*** Selected passage ***
Roget said when Government announced the closure of the State-owned oil company, actuaries Bacon Woodrow and De Souza Ltd would have told the then-chairman of Petrotrin, Wilfred Espinet, that with the plan already in deficit, if the company was closed and workers sent home leading to no more contributions coming into the plan, the plan would be in further jeopardy.
On the cusp of the pilot phase of the Central Bank Digital Currency (CBDC), the Bank of Jamaica is forecasting its new digital currency “will be the preferred means of payment…in ten years from roll-out if not before.” Natalie Haynes, deputy governor of the Bank of Jamaica, made the disclosure in answers to questions from the Jamaica Observer on the digital currency.
Haynes, who oversees the BOJ’s banking, currency operations and financial markets infrastructure, said however that the take-up of the digital currency will be dependent on demand, acceptance and usage by all Jamaicans.
The CBDC is expected to be rolled out early next year. This will follow a pilot project in which the new currency will first be tested by the National Commercial Bank (NCB) starting in August, before other deposit-taking institutions (DTIs) are added later. The pilot is expected to end in December.
TURKS & CAICOS
The new TCI government has allocated $4 million for a Grand Turk Master Plan. The breakdown includes $300,000 for the Grand Turk historic churches restoration plan; $240,000 to be used to renovate Governor’s Beach; $1 million is going towards the old post office courtyard.
Another $1 million is going to the demolition and renovation works at the South Base building; $1 million to Middle Street redevelopment, and $400,000 to the contract and project management team. Other projects that fall under the physical planning ministry will get an injection of cash in the sum of $6.7 million, to be spent on eight projects over the next two years.
Exuma’s Chamber of Commerce president yesterday warned that the island’s soaring vacation property success was “choking off” Bahamian access to affordable rental units.
*** End of Selected passage ***
*** Stored data ***
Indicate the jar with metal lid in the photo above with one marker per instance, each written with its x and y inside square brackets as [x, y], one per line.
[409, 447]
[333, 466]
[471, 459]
*** End of Stored data ***
__Task requirements__.
a) In the news excerpt, which bank will test Jamaica's new digital currency first during the pilot?
b) Please list each item the news excerpt names under the $4 million Grand Turk Master Plan, with the amount given for it.
The listing has no role in these tasks.

__Solved tasks__.
a) The National Commercial Bank (NCB)

b)
- Grand Turk historic churches restoration plan: $300,000
- Renovation of Governor's Beach: $240,000
- Old post office courtyard: $1 million
- Demolition and renovation works at the South Base building: $1 million
- Middle Street redevelopment: $1 million
- Contract and project management team: $400,000